======== Supplied data

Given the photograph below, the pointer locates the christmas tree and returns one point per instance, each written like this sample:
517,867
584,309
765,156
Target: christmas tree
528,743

================

*Requirements:* Render each line of the records as one string in a JSON list, omitting blank lines.

*Finished exercise:*
[
  "Given the photograph below, the pointer locates the christmas tree and returns one point per instance, each written like this sample:",
  "517,867",
  "584,309",
  "765,156",
  "Target: christmas tree",
  "528,743"
]